╭─ 提取条目

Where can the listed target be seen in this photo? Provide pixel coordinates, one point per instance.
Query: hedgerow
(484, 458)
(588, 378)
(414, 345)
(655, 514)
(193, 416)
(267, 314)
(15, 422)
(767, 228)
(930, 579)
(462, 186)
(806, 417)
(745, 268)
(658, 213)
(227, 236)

╰─

**练习要求**. 请把以上记录中的各行整理成一个 JSON 字符串列表，每行对应一个字符串，空行略去不计。

**练习结果**.
[
  "Where can the listed target be seen in this photo? Provide pixel coordinates, one point per instance.",
  "Query: hedgerow",
  "(484, 458)",
  "(588, 378)",
  "(414, 345)",
  "(655, 514)",
  "(193, 416)",
  "(267, 314)",
  "(15, 422)",
  "(767, 228)",
  "(930, 579)",
  "(462, 186)",
  "(806, 417)",
  "(745, 268)",
  "(658, 213)",
  "(227, 236)"
]